Instructions for the task:
Swap "free-text prompt" for "written query" everywhere in the data below, keeping every other line and word unchanged.

Entries from an annotation dataset:
————
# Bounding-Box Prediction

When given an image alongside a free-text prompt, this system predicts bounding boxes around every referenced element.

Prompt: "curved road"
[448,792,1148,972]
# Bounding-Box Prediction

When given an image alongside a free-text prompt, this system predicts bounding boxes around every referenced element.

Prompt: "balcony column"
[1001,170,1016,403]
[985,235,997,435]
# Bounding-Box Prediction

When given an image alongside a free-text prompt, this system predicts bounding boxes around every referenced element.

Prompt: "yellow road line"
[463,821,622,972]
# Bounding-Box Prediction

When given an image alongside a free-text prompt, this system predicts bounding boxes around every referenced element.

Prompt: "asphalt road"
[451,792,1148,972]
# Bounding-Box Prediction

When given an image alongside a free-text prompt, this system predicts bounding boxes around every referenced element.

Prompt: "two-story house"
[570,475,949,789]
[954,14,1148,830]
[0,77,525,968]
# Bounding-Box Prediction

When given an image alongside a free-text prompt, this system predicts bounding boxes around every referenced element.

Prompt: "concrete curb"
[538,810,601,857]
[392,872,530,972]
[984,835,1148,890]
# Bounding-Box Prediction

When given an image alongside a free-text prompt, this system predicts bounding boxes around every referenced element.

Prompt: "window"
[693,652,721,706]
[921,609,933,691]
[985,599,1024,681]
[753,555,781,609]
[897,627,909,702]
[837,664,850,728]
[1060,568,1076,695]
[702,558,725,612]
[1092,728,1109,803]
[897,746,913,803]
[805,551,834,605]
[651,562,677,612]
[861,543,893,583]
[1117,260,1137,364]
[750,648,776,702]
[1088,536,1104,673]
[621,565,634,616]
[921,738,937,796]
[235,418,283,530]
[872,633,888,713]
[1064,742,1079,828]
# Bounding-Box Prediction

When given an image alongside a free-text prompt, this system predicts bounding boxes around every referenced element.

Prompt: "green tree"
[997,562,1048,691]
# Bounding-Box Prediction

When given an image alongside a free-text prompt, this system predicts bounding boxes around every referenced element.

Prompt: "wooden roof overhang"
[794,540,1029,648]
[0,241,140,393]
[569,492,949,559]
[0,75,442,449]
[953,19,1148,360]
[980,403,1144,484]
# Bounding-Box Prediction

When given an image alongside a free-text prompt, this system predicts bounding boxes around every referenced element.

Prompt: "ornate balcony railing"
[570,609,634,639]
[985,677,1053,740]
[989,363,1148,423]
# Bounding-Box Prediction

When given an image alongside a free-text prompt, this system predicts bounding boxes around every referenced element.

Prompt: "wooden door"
————
Reply:
# Bounding-Box Prediction

When given an image alongside a written query, this system predicts bounding boxes around every referenced element.

Prompt: "curved road"
[448,792,1148,972]
# Bounding-Box Prediction

When given an image alongside a written query, this system predicts bounding boxes around every referenced element.

Prompt: "balcony column"
[1001,170,1016,403]
[985,235,997,435]
# Bounding-Box Prediction

When given an image alongside a written query, this system predicts bounding boxes around every referenced element.

Prompt: "yellow road line"
[463,821,622,972]
# Bounding-Box Prediction

When given an image alongside a written query, this system predicts bounding boxes around every referenced element.

Prompt: "asphalt road"
[451,792,1148,972]
# Bounding-Box Prediction

When given an image alongside a written query, this system predicts bounding boxes around every referenced element.

Prompt: "two-story house"
[570,475,949,789]
[954,14,1148,830]
[0,77,525,968]
# Bounding-Box Prediction

When given an image alongside a written query, this system predicts bounding boxes around every referenced element.

Prompt: "concrete curb"
[538,810,601,857]
[392,872,530,972]
[984,835,1148,890]
# Bounding-Box Prediction

When given an image alongside a written query, this system predicts bounding boxes around every referenced element.

Prompt: "window"
[693,652,721,706]
[921,609,933,691]
[985,599,1024,681]
[753,555,781,609]
[897,627,909,702]
[837,664,850,728]
[1060,568,1076,695]
[702,558,725,612]
[1092,728,1109,803]
[897,746,913,803]
[805,551,834,605]
[651,562,677,612]
[861,543,893,583]
[1117,260,1137,364]
[750,648,776,702]
[1088,536,1104,673]
[621,565,634,616]
[921,738,937,796]
[235,418,283,530]
[872,633,888,713]
[1064,742,1079,828]
# Bounding-Box Prediction

When given an image alongside a written query, this system predicts bounding boxes around every referenced element.

Prompt: "green tree"
[997,562,1048,691]
# Bounding-Box Prediction

When given an image alongside a written query, this system predicts bounding boxes around every referenced element.

Prompt: "wooden roof overhang"
[794,540,1029,648]
[0,241,140,393]
[569,492,949,559]
[0,75,442,449]
[953,19,1148,360]
[980,403,1144,484]
# Bounding-Box Prediction

When given an image alongside a written query, this system predicts bounding boxes around every referenced element.

Prompt: "ornate balcony railing"
[570,609,634,639]
[985,677,1053,740]
[989,363,1148,423]
# Bounding-Box Prediction

When given an image alongside a written query, this system predicts bounding boxes around every referenced element.

Prompt: "wooden door"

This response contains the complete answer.